> [AIM OF THE EXERCISE]:
Give back the material word for word, every line included.

> [DATA]:
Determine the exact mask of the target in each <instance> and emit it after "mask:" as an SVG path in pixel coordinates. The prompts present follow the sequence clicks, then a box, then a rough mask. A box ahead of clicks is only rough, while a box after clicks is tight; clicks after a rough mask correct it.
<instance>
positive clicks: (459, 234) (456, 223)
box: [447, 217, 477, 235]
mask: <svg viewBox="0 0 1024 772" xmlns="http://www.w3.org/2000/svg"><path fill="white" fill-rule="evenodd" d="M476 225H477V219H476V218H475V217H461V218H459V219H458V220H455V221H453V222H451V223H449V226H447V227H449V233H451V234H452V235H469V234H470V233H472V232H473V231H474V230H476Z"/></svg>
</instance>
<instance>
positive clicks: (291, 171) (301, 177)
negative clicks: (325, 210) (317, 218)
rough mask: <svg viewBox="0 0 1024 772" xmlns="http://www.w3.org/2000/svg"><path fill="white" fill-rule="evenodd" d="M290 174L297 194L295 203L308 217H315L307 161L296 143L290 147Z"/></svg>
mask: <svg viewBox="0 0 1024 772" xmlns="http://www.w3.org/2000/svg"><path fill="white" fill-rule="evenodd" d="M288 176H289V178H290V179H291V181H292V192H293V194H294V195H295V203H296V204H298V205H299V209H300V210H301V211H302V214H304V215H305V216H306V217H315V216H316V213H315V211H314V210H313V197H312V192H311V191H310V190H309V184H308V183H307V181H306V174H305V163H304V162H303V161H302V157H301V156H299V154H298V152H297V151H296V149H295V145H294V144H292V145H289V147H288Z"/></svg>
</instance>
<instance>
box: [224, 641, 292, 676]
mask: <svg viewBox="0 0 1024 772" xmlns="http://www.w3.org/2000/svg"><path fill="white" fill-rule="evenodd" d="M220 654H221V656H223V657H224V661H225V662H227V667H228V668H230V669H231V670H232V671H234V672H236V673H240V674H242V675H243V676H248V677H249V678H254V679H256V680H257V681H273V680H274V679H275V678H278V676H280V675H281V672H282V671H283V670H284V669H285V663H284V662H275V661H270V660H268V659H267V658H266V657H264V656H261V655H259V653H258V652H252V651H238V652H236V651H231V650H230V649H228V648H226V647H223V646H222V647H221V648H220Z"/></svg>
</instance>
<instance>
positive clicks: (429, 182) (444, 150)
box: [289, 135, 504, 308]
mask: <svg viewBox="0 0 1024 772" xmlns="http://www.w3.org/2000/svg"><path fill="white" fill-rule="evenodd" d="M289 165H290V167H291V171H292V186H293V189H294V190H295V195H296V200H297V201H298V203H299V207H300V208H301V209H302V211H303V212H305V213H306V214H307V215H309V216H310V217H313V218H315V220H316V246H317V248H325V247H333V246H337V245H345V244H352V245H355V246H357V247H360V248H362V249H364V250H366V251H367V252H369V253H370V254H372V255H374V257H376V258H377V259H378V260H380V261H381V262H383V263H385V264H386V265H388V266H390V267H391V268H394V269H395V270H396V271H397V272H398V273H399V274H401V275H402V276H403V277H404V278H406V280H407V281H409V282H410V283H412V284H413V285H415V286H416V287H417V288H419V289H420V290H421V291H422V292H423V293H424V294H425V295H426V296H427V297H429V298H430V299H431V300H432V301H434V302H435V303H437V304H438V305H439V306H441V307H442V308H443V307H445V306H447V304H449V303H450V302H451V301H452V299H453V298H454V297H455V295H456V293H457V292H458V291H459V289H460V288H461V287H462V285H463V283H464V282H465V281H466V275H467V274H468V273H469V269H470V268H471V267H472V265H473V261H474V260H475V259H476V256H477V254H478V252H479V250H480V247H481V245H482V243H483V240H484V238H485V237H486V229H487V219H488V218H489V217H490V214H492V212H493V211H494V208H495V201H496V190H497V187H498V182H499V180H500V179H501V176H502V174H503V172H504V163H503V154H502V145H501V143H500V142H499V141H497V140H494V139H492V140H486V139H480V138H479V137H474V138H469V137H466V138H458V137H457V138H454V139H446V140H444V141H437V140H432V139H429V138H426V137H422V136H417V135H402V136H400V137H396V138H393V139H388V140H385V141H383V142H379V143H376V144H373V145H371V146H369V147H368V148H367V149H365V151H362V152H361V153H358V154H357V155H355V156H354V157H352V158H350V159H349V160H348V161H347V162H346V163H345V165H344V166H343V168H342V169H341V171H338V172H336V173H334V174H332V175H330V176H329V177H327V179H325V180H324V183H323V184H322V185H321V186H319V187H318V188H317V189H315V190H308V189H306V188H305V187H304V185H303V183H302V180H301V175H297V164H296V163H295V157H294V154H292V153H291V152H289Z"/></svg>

> [TASK ANSWER]:
Determine the exact mask of the target in each <instance> and emit it after "mask:" as an SVG path in pixel coordinates. The prompts present follow the sequence clicks, then a box, then a rough mask. A box ahead of clicks is only rough, while a box after clicks is tight; clicks after a rough mask correct it.
<instance>
positive clicks: (459, 234) (456, 223)
box: [447, 217, 477, 235]
mask: <svg viewBox="0 0 1024 772" xmlns="http://www.w3.org/2000/svg"><path fill="white" fill-rule="evenodd" d="M476 225H477V219H476V218H475V217H461V218H459V219H458V220H455V221H453V222H451V223H449V226H447V227H449V233H451V234H452V235H469V234H470V233H472V232H473V231H474V230H476Z"/></svg>
</instance>
<instance>
positive clicks: (291, 171) (301, 177)
negative clicks: (325, 210) (317, 218)
rough mask: <svg viewBox="0 0 1024 772" xmlns="http://www.w3.org/2000/svg"><path fill="white" fill-rule="evenodd" d="M290 174L297 194L295 203L308 217H315L307 161L296 143L290 147Z"/></svg>
mask: <svg viewBox="0 0 1024 772" xmlns="http://www.w3.org/2000/svg"><path fill="white" fill-rule="evenodd" d="M288 176H289V178H290V179H291V181H292V192H293V194H294V195H295V203H296V204H298V205H299V209H300V210H301V211H302V214H304V215H305V216H306V217H315V216H316V213H315V211H314V210H313V197H312V192H311V191H310V190H309V184H308V183H307V181H306V174H305V163H304V162H303V161H302V157H301V156H299V154H298V152H297V151H296V149H295V145H294V144H292V145H289V147H288Z"/></svg>
</instance>
<instance>
box: [224, 641, 292, 676]
mask: <svg viewBox="0 0 1024 772" xmlns="http://www.w3.org/2000/svg"><path fill="white" fill-rule="evenodd" d="M220 654H221V656H223V657H224V661H225V662H227V667H228V668H230V669H231V670H232V671H234V672H236V673H240V674H242V675H243V676H248V677H249V678H254V679H256V680H257V681H273V680H274V679H275V678H278V676H280V675H281V672H282V671H283V670H284V669H285V663H284V662H275V661H270V660H268V659H267V658H266V657H264V656H261V655H259V653H258V652H252V651H238V652H236V651H231V650H230V649H228V648H226V647H223V646H222V647H221V648H220Z"/></svg>
</instance>
<instance>
positive clicks: (429, 182) (444, 150)
box: [289, 135, 504, 308]
mask: <svg viewBox="0 0 1024 772" xmlns="http://www.w3.org/2000/svg"><path fill="white" fill-rule="evenodd" d="M289 165H290V167H291V171H292V186H293V189H294V190H295V195H296V200H297V201H298V203H299V207H300V208H301V209H302V211H303V212H305V213H306V214H307V215H309V216H310V217H313V218H315V220H316V246H317V248H325V247H333V246H337V245H345V244H352V245H355V246H357V247H360V248H362V249H364V250H366V251H367V252H369V253H370V254H372V255H374V257H376V258H377V259H378V260H380V261H381V262H383V263H385V264H386V265H388V266H390V267H391V268H394V269H395V270H396V271H397V272H398V273H399V274H401V275H402V276H403V277H404V278H406V280H407V281H409V282H410V283H412V284H413V285H415V286H416V287H417V288H419V289H420V290H421V291H422V292H423V293H424V294H425V295H426V296H427V297H429V298H430V299H431V300H432V301H434V302H435V303H437V304H438V305H439V306H441V307H442V308H443V307H445V306H447V304H449V303H450V302H451V301H452V299H453V298H454V297H455V295H456V293H457V292H458V291H459V289H460V288H461V287H462V285H463V283H464V282H465V281H466V275H467V274H468V273H469V269H470V268H471V267H472V265H473V261H474V260H475V259H476V256H477V254H478V252H479V250H480V247H481V245H482V243H483V240H484V238H485V237H486V229H487V219H488V218H489V217H490V214H492V212H493V211H494V208H495V201H496V190H497V187H498V182H499V180H500V179H501V176H502V174H503V172H504V163H503V154H502V145H501V143H500V142H499V141H497V140H494V139H492V140H486V139H480V138H479V137H474V138H469V137H466V138H458V137H457V138H454V139H446V140H444V141H437V140H432V139H429V138H426V137H422V136H417V135H402V136H400V137H396V138H393V139H388V140H385V141H383V142H379V143H376V144H373V145H371V146H369V147H368V148H367V149H365V151H362V152H361V153H358V154H357V155H355V156H354V157H352V158H350V159H349V160H348V161H347V162H346V163H345V165H344V166H343V168H342V169H341V171H338V172H336V173H334V174H332V175H330V176H329V177H327V179H325V180H324V183H323V184H322V185H321V186H319V187H318V188H317V189H315V190H308V189H306V188H305V187H304V185H303V183H302V180H301V175H297V164H296V163H295V157H294V154H292V153H291V152H289Z"/></svg>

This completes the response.